## About this exercise
Every entry needs to be given again exactly as it reads.
******************************
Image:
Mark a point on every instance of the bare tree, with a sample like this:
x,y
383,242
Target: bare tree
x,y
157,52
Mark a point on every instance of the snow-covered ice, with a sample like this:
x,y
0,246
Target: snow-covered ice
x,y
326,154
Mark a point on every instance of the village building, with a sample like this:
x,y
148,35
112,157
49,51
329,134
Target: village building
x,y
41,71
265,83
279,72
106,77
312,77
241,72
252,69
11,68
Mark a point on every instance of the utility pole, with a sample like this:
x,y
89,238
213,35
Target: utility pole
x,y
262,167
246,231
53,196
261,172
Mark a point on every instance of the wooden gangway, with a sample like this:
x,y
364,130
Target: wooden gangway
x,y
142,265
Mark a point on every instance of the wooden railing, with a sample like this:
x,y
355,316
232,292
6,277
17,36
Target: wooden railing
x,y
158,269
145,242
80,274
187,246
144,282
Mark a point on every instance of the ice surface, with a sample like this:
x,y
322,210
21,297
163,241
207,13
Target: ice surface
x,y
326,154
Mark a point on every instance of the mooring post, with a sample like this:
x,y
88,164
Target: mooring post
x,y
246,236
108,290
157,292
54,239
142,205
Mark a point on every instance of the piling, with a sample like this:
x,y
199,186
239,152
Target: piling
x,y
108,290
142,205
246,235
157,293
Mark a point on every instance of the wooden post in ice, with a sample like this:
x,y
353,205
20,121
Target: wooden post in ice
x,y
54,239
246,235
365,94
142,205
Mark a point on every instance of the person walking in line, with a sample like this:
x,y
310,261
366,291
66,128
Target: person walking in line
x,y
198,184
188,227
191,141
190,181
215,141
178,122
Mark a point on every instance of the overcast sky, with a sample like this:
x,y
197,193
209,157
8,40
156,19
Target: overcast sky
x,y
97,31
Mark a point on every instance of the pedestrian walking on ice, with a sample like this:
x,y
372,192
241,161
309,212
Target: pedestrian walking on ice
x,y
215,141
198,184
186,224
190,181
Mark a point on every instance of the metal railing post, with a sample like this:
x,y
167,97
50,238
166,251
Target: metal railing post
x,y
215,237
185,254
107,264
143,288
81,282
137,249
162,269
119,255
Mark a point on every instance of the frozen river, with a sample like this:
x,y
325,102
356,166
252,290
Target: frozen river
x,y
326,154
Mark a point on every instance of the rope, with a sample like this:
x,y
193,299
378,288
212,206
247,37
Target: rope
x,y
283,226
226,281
******************************
## Written solution
Image:
Mark a point on every instance of the bare tree, with a sample like this:
x,y
383,242
Target: bare tree
x,y
157,52
Mark a point on every instance of the snow-covered ice, with a sample like this:
x,y
0,246
Target: snow-covered ice
x,y
326,154
Mark a point on every instance of the village building, with a sample like this:
x,y
148,35
112,157
49,51
329,134
Target: village building
x,y
41,71
265,83
279,72
106,77
312,77
241,72
252,69
11,68
Mark a point on every instance of the utility pole, with a sample like this:
x,y
89,238
213,35
Target: utility pole
x,y
262,167
246,231
53,196
261,172
Mark a point on every instance of the wooden gangway, with a sample like this:
x,y
364,130
Target: wooden gangway
x,y
142,265
Mark a point on every instance of the wooden railing, with a sample like this:
x,y
355,316
232,292
6,277
17,36
Target: wooden railing
x,y
158,269
145,242
80,274
187,246
144,282
Mark a point on every instance of the ice surface, with a sample like this:
x,y
322,210
21,297
163,241
207,13
Target: ice surface
x,y
326,154
Mark a point on every instance of the mooring post, with a sample like this:
x,y
88,164
Target: mooring post
x,y
246,236
108,290
157,292
54,239
142,205
Mark a point on every instance of the piling, with a sample like this:
x,y
199,186
239,152
Target: piling
x,y
108,290
142,205
246,235
157,293
Mark a point on every instance of the wooden post in ice, with a sample like this:
x,y
353,205
20,121
Target: wooden post in ice
x,y
54,239
246,235
365,94
142,205
Mark a point on every instance of the person walking in line, with a sample like this:
x,y
310,261
366,291
66,128
Target: person walking in line
x,y
198,184
188,227
191,141
190,181
215,141
178,122
Mark a point on every instance of the overcast sky, with a sample like this:
x,y
197,193
209,157
8,40
156,19
Target: overcast sky
x,y
97,31
Mark a point on every instance of the pedestrian walking on ice, with a sample like this:
x,y
372,192
241,161
309,212
Target: pedestrian walking on ice
x,y
215,141
198,184
186,224
190,181
Mark a point on every instance of the metal railing post, with a sample like this:
x,y
167,97
50,238
166,251
Target: metal railing post
x,y
215,237
185,254
107,264
143,288
81,282
137,249
162,269
119,255
Mark a point on every instance of the frozen river, with a sample like this:
x,y
325,102
356,166
252,290
Target: frozen river
x,y
326,154
Mark a point on every instance of the rope, with a sample like this:
x,y
193,299
378,288
212,206
247,37
Target: rope
x,y
283,226
226,281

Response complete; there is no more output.